◆ **Text segment**
○ ○ ○ ○ ○ ○ ○
In subsequent years, I read and heard teachings about the 6 Realms in which some teachers did explain the metaphoric nature of the experiences of beings in these realms, without renouncing their actual existence. I could live with that. I certainly have direct experience, myself, with individuals’ or my own experiences corresponding exactly to those of the creatures who inhabit each of the lesser-known 4 realms listed above.

Contemplation of the experiences and circumstances of beings in all 6 Realms, particularly those that are painful, difficult, frightening or desperate, both for purposes of developing an understanding of others’ feelings and situations as well as to generate compassion toward, or at least acceptance of those very different from our own is key to Tibetan Buddhist practice. Through this intense contemplation and using our imagination to attempt to inhabit the very bodies and minds of these beings in their extremes of circumstances, we are therefore led to understand the impermanence of all who live on this 6-Realms- samsaric wheel of life, to pray for ourselves and all beings to attain liberation from it. That all beings, including ourselves, attain freedom from endlessly being reincarnated into one Realm or another with ceaseless suffering and no chance of liberation of our minds or bodies from this suffering, which is the definition of samsara, is the primary goal of Buddhist practice.

For the first portion of my retreat, this is the contemplation and these are the goals I am attempting to accomplish.

Starting with the “God” Realm, which is distinguished by its lush, extremely easy and comfortable circumstances, providing its inhabitants with abundant riches and resources, all that they could wish for in material goods, food, and luxuries, more than anyone could ever need or want, I immediately see that I live in what many in our world would consider a God Realm. I may personally not live at its pinnacle, but I know people who do and I live very close to having complete autonomy, which is in itself a God realm experience. I spend these days noticing the riches, the freedoms, the leisure I have and that many around me have.

I am grateful, appreciating deeply how differently I could be living, how those right near me are actually living with fewer resources and having more difficulties than I, even though I very much need to find another job (unemployed, again), have particular aches and pains and never enough money. I have the riches of dharma, unmatched by any material goods.

This is the perfect time, these are the perfect teachings, I have the perfect teacher, I am part of the perfect sangha (assembly of masters and student practitioners), these are the perfect circumstances. I could not be more fortunate. May all beings benefit.

Difficulties “getting into” Retreat mode

How does a retreat begin?

The first teaching I remember receiving about doing meditation retreats provided this helpful guide: However long a retreat is, a meditator spends about 1/3 of it “getting in,” 1/3 being in, and 1/3 returning to ordinary life.
○ ○ ○ ○ ○ ○ ○
◆ **Your task**
According to the retreat text, how much of a retreat does a meditator spend "getting in"? The lines after this are separate material with no tie to the retreat text.

◆ **Collected material**
○ ○ ○ ○ ○ ○ ○
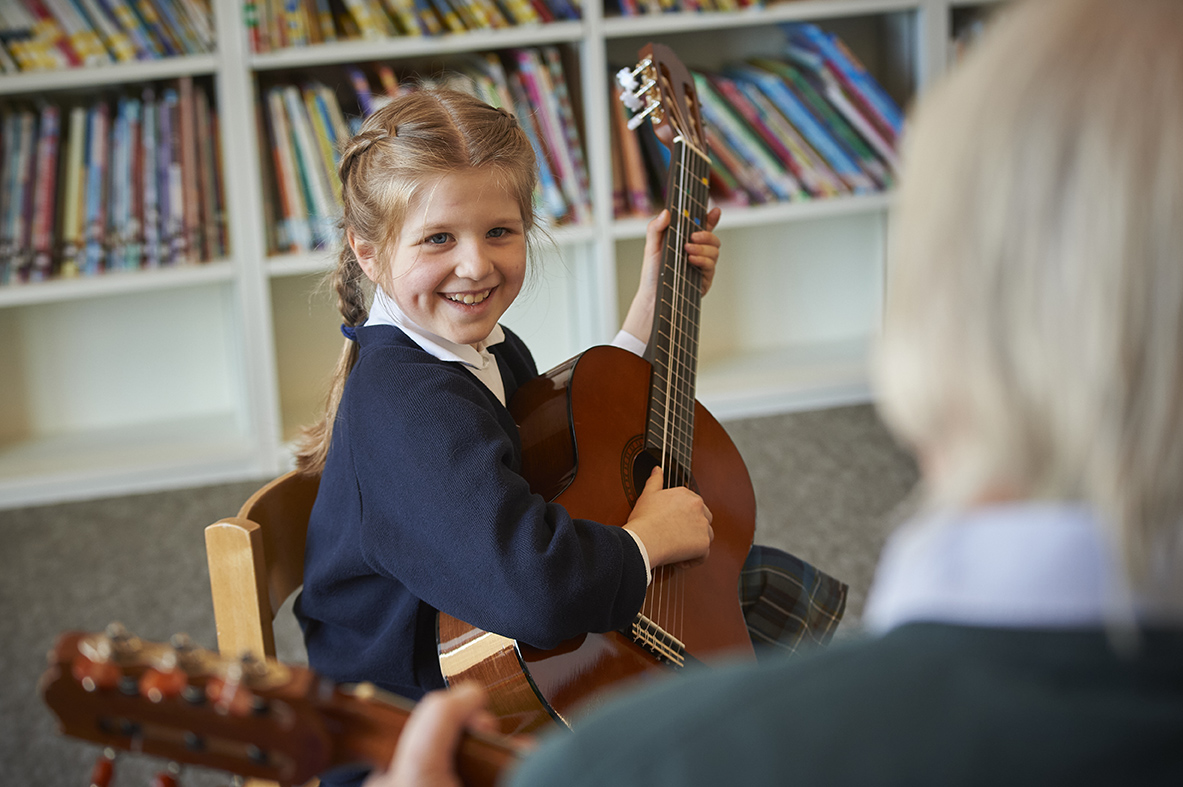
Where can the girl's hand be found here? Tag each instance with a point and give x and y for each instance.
○ ○ ○ ○ ○ ○ ○
◆ **Task solution**
About one third of it.